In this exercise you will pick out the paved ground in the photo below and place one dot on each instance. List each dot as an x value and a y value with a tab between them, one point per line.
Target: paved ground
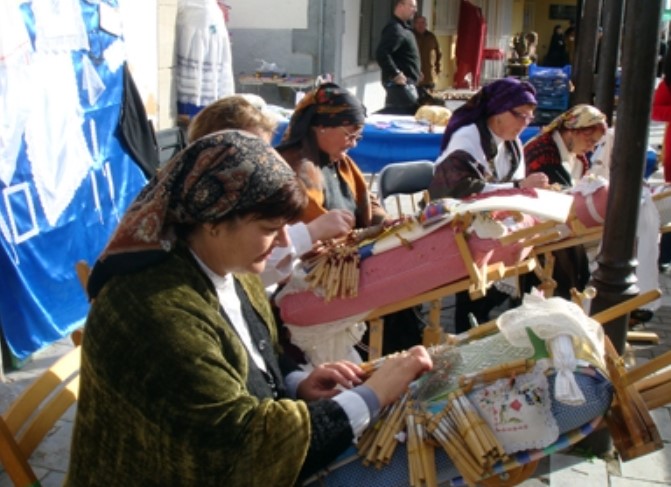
558	470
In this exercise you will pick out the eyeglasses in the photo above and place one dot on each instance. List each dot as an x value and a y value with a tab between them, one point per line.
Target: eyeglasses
523	117
352	136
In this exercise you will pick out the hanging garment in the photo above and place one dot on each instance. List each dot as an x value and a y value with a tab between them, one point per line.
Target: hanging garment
135	130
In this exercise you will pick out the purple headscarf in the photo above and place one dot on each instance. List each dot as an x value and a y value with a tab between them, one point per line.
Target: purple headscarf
497	97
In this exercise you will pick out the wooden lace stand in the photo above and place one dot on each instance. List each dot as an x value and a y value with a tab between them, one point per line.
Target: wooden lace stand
634	433
477	282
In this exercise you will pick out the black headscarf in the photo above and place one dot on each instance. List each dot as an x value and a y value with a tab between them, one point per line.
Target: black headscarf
328	105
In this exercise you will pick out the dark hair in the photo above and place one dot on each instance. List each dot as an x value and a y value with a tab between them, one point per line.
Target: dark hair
666	66
231	112
288	202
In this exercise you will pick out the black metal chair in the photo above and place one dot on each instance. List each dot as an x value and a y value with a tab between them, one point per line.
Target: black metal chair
404	178
168	143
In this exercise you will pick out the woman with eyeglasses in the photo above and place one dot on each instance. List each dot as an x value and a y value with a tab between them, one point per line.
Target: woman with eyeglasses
560	151
182	378
481	152
328	122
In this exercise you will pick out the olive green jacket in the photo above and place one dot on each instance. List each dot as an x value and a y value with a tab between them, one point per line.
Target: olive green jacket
163	399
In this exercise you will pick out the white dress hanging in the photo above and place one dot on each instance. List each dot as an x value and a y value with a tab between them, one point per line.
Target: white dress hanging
15	80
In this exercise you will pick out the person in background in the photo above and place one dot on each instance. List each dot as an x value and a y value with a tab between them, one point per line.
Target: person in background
560	151
661	112
204	63
481	152
570	40
557	55
326	123
561	148
236	112
181	376
531	39
398	57
429	53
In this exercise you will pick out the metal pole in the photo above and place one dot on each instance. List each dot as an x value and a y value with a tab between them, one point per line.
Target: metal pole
614	278
608	57
586	51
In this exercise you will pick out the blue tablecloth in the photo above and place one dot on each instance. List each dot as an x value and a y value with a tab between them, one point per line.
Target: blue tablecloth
389	139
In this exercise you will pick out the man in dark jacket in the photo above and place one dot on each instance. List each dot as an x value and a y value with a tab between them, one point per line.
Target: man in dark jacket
398	57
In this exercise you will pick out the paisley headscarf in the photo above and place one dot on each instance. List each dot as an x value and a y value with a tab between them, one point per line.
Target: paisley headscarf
578	117
220	173
328	105
497	97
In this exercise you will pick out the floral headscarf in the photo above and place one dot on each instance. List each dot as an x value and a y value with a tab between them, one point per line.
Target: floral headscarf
578	117
217	174
328	105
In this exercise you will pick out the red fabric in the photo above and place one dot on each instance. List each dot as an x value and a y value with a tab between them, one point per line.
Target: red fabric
661	112
470	44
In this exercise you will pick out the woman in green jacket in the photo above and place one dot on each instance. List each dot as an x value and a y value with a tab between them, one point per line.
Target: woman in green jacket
182	381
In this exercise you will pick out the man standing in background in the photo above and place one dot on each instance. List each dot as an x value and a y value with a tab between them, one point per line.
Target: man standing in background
429	53
398	58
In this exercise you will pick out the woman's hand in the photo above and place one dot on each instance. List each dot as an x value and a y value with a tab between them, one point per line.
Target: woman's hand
334	224
396	373
323	381
535	180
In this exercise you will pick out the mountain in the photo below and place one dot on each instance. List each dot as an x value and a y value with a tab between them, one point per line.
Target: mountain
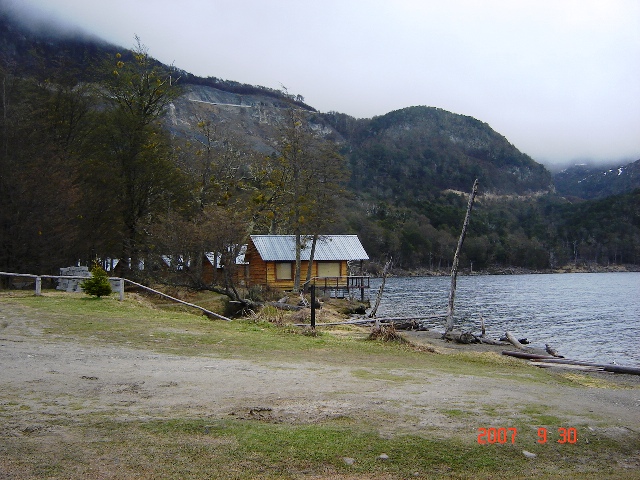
587	182
408	169
417	150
┄┄┄┄┄┄┄┄┄┄┄┄┄┄┄┄┄┄┄┄
= TASK INSTRUCTIONS =
All of the entries above should be duplicated exactly, except for the pictures.

= RESULT OF THE EXERCISE =
In this exercise you will pick out the paved ground in the photo below and place one dot on each instance. List each dot as an x value and a y value with a tab between them, one point per line.
Target: paved ground
558	470
In this exercise you will pick out the eyeglasses in the photo above and place one dot on each instance. List each dot as an x value and a y value with a tab between them, one point per line.
Target: eyeglasses
523	117
352	136
In this exercise you will pick out the hanging garment in the photo above and place one dot on each instance. List each dot as an x value and a y value with a tab between them, one point per line.
Target: hanging garment
135	130
In this exercise you will pick out the purple headscarf in the photo above and place one dot on each instance. List each dot as an x value and a y value with a tab between them, one point per line.
Target: purple headscarf
497	97
In this exercise you will pick out the wooden lace stand in the photo above and place one dot on each instance. List each dot as an x value and a y value with a tab between them, one point per line.
Target: wooden lace stand
634	433
477	282
In this exercise you will pick out the black headscarf in the photo above and place one dot on each instance. List each dot as an x value and a y value with a tab between them, one point per line.
Target: black headscarf
328	105
In this exercise you will pick out the dark hair in the photo above and place one dot on each instance. List each dot as an x value and a y value with a tab between them, one point per line.
Target: dark hair
666	66
231	112
288	202
In this exercise you will pick out the black metal chair in the photo above and place one dot on each instance. List each dot as an x value and a y value with a tab between them, one point per line.
Target: black metal chair
404	178
168	143
In this exercise you will pick out the woman with eyeglasses in the photo above and place one dot on each instance. List each dot as an x value and a y value with a tab between them, one point per line.
Target: woman with eyeglasses
560	151
182	378
481	152
328	122
In this exercise you will pick out the olive green jacket in the photo above and place one dot on each instance. List each dot as an x value and a y value with a tab between them, one point per line.
Target: olive green jacket
163	399
In this exercise you will pick out the white dress hanging in the photo above and place one dot on each instance. List each dot as an x value and a y value with a tab between them, one point per line.
Target: white dress hanging
15	80
In this exercise you will pick out the person in background in the photo above and place one dot on each instance. List each dot as an x value and a y value with a tab between them, one point per line.
Target: person in background
560	151
661	112
204	63
481	152
570	40
557	55
326	123
561	148
236	112
181	376
531	39
398	57
429	53
In this exercise you will pick out the metal pole in the photo above and place one dot on each instance. List each dot as an x value and a y value with a tab between them, one point per line.
Target: metal pole
614	278
608	57
586	51
In this exercise you will pick out the blue tablecloth in the photo above and place one dot on each instance. List each dot as an x value and a y value with a tab between them, one point per line.
Target: blue tablecloth
389	139
In this exercise you will pick out the man in dark jacket in the photo above and place one dot on each instance. List each dot as an x value and a y value with a tab between them, one point per line.
Target: man in dark jacket
398	57
In this exercise you will pick out the paisley headscarf in the photo above and place one dot on each instance. List each dot as an x value and a y value with a tab between them, one point per line.
Target: paisley headscarf
578	117
220	173
328	105
497	97
In this exercise you will pick out the floral headscarf in the photo above and place one dot on each instance. List each dot as an x value and a y value with a tab between them, one point per line.
Target: floral headscarf
578	117
217	174
328	105
In this exercise you will pick out the red fabric in the photo above and place one dot on each instance. List each dot as an x value and a y value with a tab between them, one point per line.
Target: red fabric
661	112
470	44
In this exercise you will pick out the woman in green jacket in the photo above and place one dot on each instance. List each dot as an x value and a y value with a tab between them, one point per line.
Target: woman in green jacket
182	381
In this exercise you will pick out the man standing in background in the photo above and place one dot on each instance. List each dot as an x value and a y value with a tab between them, one point per line.
Target: man standing in background
429	53
398	58
In this exercise you will pick out the woman's hand in the photo above and place one dot on each instance. List each dot as an x value and a y value with a tab between them, one point per line.
Target: woman's hand
334	224
396	373
323	381
535	180
In this exercise you will pick out the mountain in the photo below and place one dot on each instance. List each dot as an x value and a y value with a tab between them, one point per line.
Target: mountain
587	182
408	169
417	150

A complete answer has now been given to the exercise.